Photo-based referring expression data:
• • • • •
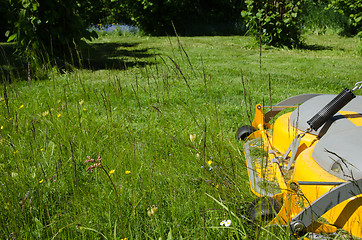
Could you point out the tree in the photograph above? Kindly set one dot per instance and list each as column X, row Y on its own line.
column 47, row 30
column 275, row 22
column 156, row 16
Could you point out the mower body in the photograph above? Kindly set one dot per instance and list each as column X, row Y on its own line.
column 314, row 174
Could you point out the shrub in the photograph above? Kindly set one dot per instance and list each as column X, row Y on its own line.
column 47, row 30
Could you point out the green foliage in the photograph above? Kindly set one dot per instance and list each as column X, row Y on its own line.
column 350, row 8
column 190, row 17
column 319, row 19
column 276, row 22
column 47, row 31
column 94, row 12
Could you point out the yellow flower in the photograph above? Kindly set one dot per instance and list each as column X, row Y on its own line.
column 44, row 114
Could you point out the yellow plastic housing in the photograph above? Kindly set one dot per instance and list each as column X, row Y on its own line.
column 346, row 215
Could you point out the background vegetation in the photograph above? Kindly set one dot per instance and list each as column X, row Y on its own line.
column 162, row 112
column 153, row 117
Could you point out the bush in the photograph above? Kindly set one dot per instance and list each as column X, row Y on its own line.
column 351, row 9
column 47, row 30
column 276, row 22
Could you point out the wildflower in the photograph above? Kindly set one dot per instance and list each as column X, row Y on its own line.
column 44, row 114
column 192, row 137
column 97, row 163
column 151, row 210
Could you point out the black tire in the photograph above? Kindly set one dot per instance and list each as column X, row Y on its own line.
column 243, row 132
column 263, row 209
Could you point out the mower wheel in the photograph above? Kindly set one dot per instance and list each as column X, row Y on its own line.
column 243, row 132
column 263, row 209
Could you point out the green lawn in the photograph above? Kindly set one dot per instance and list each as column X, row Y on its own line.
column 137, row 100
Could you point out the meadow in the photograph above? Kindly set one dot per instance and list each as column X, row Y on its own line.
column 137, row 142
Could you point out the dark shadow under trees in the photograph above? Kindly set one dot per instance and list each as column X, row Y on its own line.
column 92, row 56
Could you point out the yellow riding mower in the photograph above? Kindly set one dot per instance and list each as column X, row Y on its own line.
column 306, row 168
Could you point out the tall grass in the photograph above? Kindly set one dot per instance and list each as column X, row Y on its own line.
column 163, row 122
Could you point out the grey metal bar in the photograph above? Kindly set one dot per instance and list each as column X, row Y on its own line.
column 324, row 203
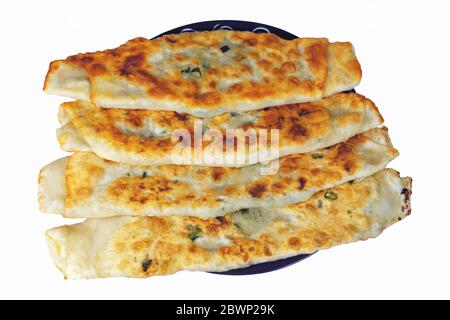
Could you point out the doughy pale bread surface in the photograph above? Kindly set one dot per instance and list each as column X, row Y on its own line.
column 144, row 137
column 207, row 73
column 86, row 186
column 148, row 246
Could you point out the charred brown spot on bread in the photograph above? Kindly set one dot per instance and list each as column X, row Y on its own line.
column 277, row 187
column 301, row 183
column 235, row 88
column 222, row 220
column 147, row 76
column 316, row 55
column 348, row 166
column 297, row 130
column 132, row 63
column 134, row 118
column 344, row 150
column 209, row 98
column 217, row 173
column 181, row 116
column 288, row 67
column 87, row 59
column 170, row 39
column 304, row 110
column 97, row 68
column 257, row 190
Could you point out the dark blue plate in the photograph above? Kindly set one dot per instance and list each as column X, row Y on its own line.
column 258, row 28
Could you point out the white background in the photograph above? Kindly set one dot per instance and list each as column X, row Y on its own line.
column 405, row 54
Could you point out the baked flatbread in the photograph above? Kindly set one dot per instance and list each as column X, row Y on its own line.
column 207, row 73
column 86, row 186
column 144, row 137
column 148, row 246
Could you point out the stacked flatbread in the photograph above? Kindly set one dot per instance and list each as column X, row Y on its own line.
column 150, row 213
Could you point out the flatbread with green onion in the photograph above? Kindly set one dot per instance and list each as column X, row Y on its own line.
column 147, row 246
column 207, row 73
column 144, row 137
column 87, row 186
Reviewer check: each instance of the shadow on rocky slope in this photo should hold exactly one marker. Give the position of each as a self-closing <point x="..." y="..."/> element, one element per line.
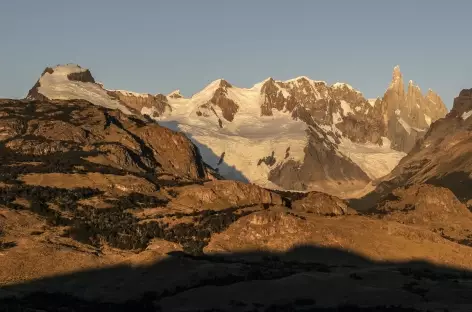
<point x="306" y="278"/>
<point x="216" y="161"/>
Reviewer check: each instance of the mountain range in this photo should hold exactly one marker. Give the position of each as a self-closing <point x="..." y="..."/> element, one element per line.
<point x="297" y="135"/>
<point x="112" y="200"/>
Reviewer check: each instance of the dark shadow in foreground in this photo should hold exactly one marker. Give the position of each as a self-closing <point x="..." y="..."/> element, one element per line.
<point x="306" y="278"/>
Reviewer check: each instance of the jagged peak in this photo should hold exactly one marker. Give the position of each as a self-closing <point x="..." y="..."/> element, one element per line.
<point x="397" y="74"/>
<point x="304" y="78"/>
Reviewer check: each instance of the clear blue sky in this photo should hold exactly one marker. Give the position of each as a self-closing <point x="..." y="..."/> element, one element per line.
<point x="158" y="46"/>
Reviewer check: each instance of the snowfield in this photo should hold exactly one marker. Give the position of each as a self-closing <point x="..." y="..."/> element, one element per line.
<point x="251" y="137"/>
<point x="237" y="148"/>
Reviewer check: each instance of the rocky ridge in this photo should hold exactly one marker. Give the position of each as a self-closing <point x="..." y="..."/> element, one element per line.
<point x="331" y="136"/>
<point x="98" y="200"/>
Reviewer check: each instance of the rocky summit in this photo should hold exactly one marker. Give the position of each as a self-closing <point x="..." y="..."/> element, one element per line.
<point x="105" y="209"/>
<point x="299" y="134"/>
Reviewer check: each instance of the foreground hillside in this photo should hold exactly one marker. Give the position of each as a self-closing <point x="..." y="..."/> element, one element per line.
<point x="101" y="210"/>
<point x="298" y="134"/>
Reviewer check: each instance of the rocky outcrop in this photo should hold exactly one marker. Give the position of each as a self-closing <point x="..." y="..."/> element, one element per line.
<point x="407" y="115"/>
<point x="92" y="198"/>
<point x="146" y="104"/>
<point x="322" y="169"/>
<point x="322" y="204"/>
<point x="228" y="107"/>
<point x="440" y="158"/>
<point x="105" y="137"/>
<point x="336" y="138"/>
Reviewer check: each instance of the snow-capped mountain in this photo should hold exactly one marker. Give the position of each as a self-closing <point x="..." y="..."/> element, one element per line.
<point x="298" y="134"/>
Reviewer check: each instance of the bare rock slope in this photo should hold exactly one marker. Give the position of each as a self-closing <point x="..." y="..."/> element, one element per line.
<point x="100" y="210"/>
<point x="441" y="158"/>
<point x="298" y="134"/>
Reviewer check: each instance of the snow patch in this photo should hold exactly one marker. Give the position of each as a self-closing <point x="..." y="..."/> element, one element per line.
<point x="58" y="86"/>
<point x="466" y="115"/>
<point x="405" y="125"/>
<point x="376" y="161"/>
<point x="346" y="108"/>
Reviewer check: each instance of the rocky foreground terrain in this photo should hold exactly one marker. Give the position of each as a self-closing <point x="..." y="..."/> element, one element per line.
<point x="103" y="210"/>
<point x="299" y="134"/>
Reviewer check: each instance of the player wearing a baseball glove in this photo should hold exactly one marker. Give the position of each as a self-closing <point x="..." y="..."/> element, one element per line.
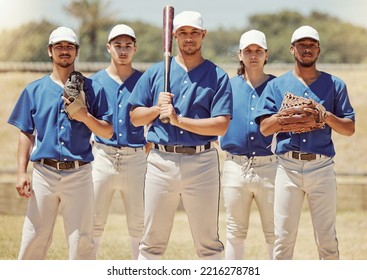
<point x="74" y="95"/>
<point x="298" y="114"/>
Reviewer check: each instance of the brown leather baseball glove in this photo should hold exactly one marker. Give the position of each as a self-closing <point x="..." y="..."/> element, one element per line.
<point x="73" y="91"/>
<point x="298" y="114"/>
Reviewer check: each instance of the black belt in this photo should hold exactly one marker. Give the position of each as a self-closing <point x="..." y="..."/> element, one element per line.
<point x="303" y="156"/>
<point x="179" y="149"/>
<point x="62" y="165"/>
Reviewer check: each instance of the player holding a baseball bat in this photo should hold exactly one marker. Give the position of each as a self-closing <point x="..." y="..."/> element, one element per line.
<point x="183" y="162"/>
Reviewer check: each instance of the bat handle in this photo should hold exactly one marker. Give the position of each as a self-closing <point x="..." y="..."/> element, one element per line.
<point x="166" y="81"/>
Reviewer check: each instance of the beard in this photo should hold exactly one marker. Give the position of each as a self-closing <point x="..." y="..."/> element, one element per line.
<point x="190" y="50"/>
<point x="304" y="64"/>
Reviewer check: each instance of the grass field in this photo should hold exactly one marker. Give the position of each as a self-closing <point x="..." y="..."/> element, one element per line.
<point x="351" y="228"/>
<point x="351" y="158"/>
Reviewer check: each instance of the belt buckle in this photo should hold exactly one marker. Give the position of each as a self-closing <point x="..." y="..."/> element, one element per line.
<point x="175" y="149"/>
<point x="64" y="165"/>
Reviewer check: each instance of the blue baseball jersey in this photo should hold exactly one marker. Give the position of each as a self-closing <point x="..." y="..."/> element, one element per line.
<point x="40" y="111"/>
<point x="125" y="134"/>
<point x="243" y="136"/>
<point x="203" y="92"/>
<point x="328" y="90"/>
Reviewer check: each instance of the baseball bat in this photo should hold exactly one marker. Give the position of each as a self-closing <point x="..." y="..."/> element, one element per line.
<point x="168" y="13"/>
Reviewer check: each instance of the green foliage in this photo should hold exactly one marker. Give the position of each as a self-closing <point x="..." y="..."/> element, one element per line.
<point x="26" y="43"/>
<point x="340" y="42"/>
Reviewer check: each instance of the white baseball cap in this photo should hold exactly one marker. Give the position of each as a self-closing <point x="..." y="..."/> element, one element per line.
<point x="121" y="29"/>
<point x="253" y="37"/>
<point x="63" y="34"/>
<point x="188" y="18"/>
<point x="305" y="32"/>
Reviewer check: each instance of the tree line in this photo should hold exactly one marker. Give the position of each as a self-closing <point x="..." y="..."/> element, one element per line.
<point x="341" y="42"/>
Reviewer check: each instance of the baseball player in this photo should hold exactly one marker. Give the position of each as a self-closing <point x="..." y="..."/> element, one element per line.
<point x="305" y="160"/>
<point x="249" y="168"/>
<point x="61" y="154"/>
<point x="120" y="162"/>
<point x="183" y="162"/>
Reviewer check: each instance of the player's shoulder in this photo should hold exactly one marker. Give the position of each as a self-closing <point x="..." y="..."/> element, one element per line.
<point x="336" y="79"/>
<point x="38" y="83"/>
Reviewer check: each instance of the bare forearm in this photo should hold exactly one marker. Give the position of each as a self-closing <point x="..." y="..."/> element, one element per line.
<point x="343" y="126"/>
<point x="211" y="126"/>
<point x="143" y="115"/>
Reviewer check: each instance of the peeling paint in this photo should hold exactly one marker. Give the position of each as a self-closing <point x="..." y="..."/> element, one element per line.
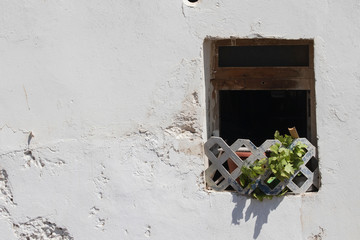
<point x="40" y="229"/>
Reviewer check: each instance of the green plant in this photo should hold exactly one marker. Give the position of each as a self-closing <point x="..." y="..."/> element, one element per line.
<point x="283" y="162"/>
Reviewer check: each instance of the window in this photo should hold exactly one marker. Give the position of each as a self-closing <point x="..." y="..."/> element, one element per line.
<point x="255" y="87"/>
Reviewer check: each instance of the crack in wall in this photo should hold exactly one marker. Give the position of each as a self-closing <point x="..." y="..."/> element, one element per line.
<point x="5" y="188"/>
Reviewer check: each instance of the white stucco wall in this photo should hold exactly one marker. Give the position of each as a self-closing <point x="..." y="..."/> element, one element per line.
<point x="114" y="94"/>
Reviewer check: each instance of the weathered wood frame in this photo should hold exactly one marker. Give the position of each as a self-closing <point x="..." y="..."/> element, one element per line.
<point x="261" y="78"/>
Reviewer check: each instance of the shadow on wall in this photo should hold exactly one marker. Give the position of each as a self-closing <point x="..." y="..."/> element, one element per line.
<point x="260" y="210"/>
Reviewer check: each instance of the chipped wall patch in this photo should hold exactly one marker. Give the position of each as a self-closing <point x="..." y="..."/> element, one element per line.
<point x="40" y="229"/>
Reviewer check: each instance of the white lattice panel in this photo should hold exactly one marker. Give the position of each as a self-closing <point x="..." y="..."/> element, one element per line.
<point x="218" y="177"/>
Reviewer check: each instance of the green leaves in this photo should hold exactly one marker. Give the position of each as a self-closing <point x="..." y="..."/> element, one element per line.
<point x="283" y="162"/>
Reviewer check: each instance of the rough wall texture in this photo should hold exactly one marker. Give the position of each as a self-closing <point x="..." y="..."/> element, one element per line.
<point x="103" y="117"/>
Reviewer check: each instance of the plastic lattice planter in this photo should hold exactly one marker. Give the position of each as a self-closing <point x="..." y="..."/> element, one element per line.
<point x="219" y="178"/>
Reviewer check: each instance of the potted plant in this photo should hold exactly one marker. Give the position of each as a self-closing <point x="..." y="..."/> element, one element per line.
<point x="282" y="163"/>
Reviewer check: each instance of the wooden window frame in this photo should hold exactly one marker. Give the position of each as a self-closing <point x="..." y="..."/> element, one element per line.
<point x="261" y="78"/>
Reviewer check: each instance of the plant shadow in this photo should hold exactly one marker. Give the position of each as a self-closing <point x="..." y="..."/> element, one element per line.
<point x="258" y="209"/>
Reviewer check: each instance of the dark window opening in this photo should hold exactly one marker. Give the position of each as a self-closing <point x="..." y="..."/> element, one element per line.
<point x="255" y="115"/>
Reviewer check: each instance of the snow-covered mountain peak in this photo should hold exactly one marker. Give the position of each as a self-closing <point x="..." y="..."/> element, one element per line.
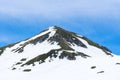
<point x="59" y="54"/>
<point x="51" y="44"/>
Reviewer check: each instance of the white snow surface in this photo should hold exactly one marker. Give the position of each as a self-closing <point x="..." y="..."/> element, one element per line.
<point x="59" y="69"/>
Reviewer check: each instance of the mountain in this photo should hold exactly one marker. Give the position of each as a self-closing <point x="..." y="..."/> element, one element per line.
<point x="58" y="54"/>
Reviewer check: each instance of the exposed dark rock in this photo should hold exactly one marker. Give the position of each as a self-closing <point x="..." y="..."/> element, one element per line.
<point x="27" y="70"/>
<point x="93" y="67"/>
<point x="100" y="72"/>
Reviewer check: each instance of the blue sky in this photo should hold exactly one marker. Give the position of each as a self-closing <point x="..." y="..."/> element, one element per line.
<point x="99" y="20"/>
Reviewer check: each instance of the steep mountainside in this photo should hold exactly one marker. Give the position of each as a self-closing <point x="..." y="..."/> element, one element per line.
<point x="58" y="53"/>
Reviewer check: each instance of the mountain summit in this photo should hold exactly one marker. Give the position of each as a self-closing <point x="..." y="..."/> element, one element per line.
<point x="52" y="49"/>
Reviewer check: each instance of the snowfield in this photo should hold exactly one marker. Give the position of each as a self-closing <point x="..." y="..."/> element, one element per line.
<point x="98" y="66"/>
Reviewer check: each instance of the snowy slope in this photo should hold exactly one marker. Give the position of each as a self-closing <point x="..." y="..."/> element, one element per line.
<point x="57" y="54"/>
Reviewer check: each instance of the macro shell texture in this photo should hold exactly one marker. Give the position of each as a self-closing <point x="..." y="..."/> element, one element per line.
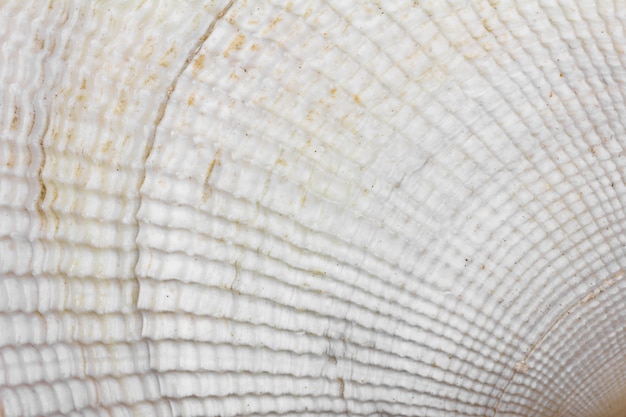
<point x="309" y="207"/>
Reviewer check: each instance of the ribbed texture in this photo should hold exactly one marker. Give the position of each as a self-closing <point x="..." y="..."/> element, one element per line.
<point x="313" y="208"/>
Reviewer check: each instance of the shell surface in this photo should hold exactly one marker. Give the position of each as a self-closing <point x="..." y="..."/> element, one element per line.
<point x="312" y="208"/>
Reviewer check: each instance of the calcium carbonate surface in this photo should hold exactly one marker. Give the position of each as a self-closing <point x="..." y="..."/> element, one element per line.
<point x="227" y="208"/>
• • • • •
What you should do - Only the lines from the one containing "Reviewer check: each instance of the macro" through the last line of the entries above, both included, belong in the answer, written out exactly; pictures do not.

Exercise answer -
Reviewer check: each instance of the macro shell texture in this photo should hold exactly one marker. Give the position of each as a self-closing <point x="..." y="..."/> element, one element per line.
<point x="309" y="207"/>
Reviewer check: each instance of the ribbed texture in this photo should hold exactly one marker. Give the position of each as a self-closing <point x="..." y="..."/> element, one element per line.
<point x="313" y="208"/>
Reviewer check: each instance of the shell surface in this photo should hold exactly one marker. Give the position of each as a self-closing <point x="..." y="..."/> element, one element per line.
<point x="312" y="208"/>
Reviewer check: each instance of the calcium carbonate surface in this photo should hold exactly one marker. Give the position of each as a self-closing <point x="..." y="..."/> element, one element per line.
<point x="227" y="208"/>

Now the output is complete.